▸ Excerpted text
☆ ☆ ☆ ☆ ☆ ☆ ☆
# B. Programming Exercise (30 points)
Through this assignment, students will become familiar with basic operations using pandas.

**note:**
* You can use pipenv to install all modules you need

In [None]:
import pandas as pd
import math
from pandas.api.types import is_string_dtype
import numpy as np
import matplotlib.pyplot as plt

In [None]:
# Read 'Pokemon.csv' file.
df = pd.read_csv('Pokemon.csv', delimiter=',', encoding='utf-8')
display(df.head())

In [None]:
df.info()

In [None]:
df[(df['Legendary']==True) & (df['Attack'] > 150)]

df[df['Legendary']==True]

In [None]:
df[(df['Legendary']==False) & (df['Attack'] > 150)].count()

In [None]:
df[(df['Defense'] > 200) & (df['Attack'] < 25)]

### **Question 1 (10 pts)**

a. How many percentage of legendary Pokemons with an `Attack` value greater than 150? (3 pts)

b. Also, we want to know how many percentage of non-legendary Pokemons with an `Attack` value greater than 150? (3 pts)

c. Describe what you found. (1 pts)

d. With the scatter plot in *lab04.pdf*, find which pokemon is the outlier at the lower right corner. (3 pts)


**note**
* Write your answers in answer sheet.


### **Question 2 (10 pts)**
We have a DataFrame about pokemons now. We want to know the distribution of pokemon for each type.

Complete the function ***pokemon_type_count()***


**note:**
* We only consider type1.

In [None]:

def pokemon_type1_count(df):
    """
    compute the number of pokemons for each type1


    Args:
        pokemon (pd.DataFrame) : pokemon dataframe

    Returns:
        Dict[str, int] : dictionary of pokemon types and their counts
    """
    
    # Calculate the number of Pokémon for each 'Type 1'
    type1_count = df['Type 1'].value_counts().to_dict()
    
    return type1_count

    # TODO_2

In [None]:
# This is the assistant's program for review, please do not delete.
def test_pokemon_type(pokemon_dict):
    """
☆ ☆ ☆ ☆ ☆ ☆ ☆
▸ Data excerpt
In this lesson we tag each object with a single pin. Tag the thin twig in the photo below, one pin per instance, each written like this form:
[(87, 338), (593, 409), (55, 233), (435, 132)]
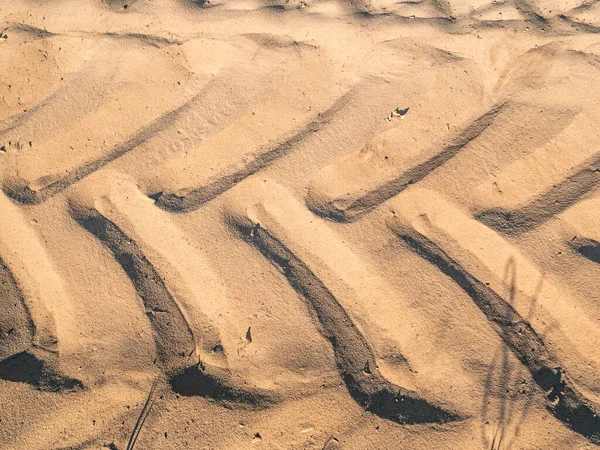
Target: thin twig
[(143, 416)]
☆ ☆ ☆ ☆ ☆ ☆ ☆
▸ Problem to solve
Translate this sentence from the pandas exercise into Spanish: "Through this assignment, students will become familiar with basic operations using pandas."

▸ Response to this task
A través de esta tarea, los estudiantes se familiarizarán con las operaciones básicas usando pandas.